Records for this task ::
┄┄┄┄┄┄┄┄┄┄

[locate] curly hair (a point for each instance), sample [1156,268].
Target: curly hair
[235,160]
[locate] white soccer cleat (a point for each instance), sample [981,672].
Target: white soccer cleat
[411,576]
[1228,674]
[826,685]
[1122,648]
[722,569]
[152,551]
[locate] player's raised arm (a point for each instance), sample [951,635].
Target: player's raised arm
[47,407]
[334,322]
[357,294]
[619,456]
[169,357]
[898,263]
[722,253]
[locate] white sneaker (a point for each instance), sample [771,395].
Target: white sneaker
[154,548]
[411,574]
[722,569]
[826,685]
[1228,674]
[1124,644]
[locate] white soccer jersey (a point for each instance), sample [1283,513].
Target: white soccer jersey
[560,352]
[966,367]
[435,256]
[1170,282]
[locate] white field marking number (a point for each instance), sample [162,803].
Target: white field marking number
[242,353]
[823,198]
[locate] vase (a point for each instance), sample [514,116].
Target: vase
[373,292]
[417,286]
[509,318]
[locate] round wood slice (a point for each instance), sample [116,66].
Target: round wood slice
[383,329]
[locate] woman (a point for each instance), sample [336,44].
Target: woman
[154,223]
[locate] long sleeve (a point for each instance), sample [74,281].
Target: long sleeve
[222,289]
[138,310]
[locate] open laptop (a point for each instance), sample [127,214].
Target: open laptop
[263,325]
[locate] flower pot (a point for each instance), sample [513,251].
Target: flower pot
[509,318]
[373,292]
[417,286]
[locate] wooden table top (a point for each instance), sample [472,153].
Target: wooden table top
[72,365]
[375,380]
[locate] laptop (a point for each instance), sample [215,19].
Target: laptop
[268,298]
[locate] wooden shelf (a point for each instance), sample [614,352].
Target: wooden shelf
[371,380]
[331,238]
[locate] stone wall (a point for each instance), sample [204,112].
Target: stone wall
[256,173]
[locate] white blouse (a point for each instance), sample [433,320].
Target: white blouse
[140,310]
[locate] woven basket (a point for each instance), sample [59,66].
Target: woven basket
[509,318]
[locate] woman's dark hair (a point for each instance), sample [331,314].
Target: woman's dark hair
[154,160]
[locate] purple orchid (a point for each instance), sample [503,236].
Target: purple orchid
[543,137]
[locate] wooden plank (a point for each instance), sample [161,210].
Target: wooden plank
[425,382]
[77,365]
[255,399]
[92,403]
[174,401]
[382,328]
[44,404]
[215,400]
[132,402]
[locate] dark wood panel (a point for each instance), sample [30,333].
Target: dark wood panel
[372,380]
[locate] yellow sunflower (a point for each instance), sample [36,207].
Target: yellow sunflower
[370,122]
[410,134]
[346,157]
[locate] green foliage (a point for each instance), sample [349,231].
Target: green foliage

┄┄┄┄┄┄┄┄┄┄

Written exercise :: Rewrite all of the lines above as a numbered list, leaving out any blank lines.

Complete output ::
1. [locate] curly hair (a point for each instance), sample [1156,268].
2. Target: curly hair
3. [235,160]
4. [locate] white soccer cleat (a point for each instance), sample [981,672].
5. Target: white soccer cleat
6. [411,576]
7. [1228,674]
8. [826,685]
9. [1122,648]
10. [722,569]
11. [152,551]
12. [locate] player's raised arm (a point for each instance), sample [951,635].
13. Target: player's raised arm
14. [47,407]
15. [334,322]
16. [357,294]
17. [619,456]
18. [169,357]
19. [898,263]
20. [722,253]
21. [locate] white sneaker (a point for each instance), sample [771,395].
22. Target: white sneaker
23. [154,548]
24. [411,574]
25. [722,569]
26. [826,685]
27. [1228,674]
28. [1124,644]
29. [locate] white soccer jersey (a point for each instance), sample [1283,513].
30. Target: white soccer jersey
31. [560,352]
32. [966,367]
33. [435,256]
34. [1170,282]
35. [locate] white field marking number (a point for each instance), sample [162,803].
36. Target: white field marking number
37. [242,353]
38. [823,198]
39. [locate] vase (a point for each instance), sample [514,116].
40. Target: vase
41. [373,292]
42. [417,286]
43. [509,318]
44. [locate] round wood slice (a point for each instance), sample [116,66].
45. Target: round wood slice
46. [383,329]
47. [locate] woman (a point for each instance), sample [336,44].
48. Target: woman
49. [154,223]
50. [locate] long sleeve (a point for each instance), sample [74,281].
51. Target: long sleeve
52. [222,289]
53. [138,310]
54. [locate] open laptop (a point for each instance), sample [127,214].
55. Target: open laptop
56. [263,325]
57. [locate] flower pot (a point for each instance), sample [513,251].
58. Target: flower pot
59. [509,318]
60. [373,292]
61. [417,286]
62. [locate] wooden table top (a point for each instance), sample [472,153].
63. Target: wooden table top
64. [72,365]
65. [375,380]
66. [locate] laptop (a point for each instance), sample [215,19].
67. Target: laptop
68. [268,298]
69. [locate] wooden shelf (a point for each instance), sample [614,352].
70. Target: wooden shelf
71. [371,380]
72. [331,238]
73. [locate] stone wall (a point for each instance), sample [204,112].
74. Target: stone wall
75. [256,173]
76. [locate] white blouse (a point for each instance), sample [433,320].
77. Target: white blouse
78. [140,310]
79. [locate] woven basket (a point for each instance), sample [59,66].
80. Target: woven basket
81. [509,318]
82. [locate] woman's dark hair (a point for each instance), sample [331,314].
83. Target: woman's dark hair
84. [154,160]
85. [locate] purple orchid (a point for each instance), sample [503,236].
86. Target: purple orchid
87. [543,137]
88. [locate] wooden plank (a point for each instance), sample [161,210].
89. Target: wooden plank
90. [425,382]
91. [77,365]
92. [255,399]
93. [92,403]
94. [174,401]
95. [382,328]
96. [44,404]
97. [215,400]
98. [132,402]
99. [locate] dark wood panel (a point for each instance), sample [30,333].
100. Target: dark wood panel
101. [372,380]
102. [locate] yellow sunflower (a point for each instance), sample [36,207].
103. Target: yellow sunflower
104. [370,122]
105. [410,134]
106. [346,157]
107. [locate] green foliage (a point for each instance), sample [349,231].
108. Target: green foliage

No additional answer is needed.